**Task to complete:**
Return every line of the entries below that contains the string "dirt", matching case exactly.

**Data supplied:**
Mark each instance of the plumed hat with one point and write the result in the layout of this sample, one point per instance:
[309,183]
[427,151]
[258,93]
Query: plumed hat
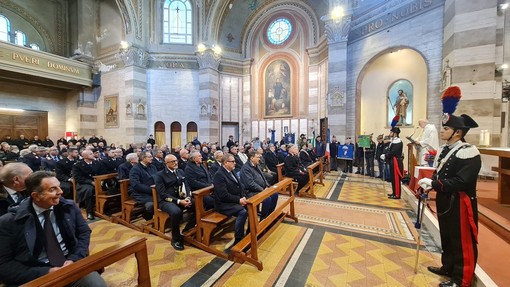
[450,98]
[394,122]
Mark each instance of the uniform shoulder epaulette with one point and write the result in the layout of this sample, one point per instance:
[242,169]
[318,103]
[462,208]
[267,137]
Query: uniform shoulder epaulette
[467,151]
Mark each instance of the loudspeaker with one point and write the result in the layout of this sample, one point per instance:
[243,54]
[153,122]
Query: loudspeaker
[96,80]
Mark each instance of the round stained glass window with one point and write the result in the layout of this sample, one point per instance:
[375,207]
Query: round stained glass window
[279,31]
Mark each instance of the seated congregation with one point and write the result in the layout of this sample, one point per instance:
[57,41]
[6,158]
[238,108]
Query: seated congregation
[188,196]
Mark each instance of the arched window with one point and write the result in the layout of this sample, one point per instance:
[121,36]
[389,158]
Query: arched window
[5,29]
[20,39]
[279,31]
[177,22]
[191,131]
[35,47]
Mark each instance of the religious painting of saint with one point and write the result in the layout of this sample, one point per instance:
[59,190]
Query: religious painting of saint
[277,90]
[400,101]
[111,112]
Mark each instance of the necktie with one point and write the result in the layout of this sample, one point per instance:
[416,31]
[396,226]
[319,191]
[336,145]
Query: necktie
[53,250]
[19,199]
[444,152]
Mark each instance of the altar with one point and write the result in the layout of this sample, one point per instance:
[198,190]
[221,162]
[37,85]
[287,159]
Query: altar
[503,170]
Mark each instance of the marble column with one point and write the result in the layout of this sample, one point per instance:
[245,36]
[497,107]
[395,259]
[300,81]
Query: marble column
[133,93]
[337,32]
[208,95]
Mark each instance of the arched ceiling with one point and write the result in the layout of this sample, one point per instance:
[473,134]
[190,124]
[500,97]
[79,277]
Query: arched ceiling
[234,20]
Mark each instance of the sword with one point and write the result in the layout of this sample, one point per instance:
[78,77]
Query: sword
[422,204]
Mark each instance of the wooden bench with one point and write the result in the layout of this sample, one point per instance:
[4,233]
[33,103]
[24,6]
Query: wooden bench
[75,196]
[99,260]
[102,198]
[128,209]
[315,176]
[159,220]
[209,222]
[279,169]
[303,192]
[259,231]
==
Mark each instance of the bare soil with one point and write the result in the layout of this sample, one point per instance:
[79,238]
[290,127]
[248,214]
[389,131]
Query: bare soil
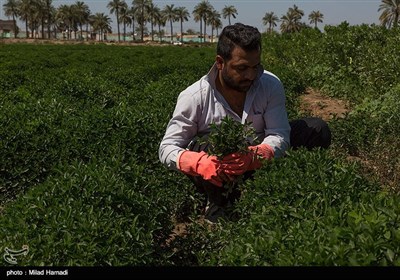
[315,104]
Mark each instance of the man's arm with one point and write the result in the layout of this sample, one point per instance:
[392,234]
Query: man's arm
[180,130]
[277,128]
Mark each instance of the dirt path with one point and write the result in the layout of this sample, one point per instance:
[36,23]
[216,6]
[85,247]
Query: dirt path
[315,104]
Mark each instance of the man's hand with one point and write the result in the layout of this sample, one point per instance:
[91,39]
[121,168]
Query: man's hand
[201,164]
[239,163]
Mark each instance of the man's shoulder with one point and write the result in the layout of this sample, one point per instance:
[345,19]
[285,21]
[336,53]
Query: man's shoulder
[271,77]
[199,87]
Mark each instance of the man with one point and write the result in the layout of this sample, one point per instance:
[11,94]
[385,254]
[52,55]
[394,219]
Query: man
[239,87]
==
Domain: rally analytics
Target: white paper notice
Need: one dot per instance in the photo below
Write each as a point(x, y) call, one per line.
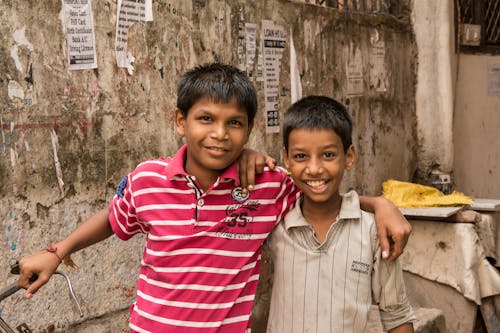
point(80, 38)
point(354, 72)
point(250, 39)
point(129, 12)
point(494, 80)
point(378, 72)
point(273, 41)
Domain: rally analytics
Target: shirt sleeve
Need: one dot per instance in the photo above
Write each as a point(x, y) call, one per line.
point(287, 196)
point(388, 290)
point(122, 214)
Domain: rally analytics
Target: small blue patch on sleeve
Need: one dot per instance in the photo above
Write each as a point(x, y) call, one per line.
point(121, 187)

**Exercise result:**
Mark each instance of the dirt path with one point and write the result in the layout of this sample, one point per instance:
Query: dirt path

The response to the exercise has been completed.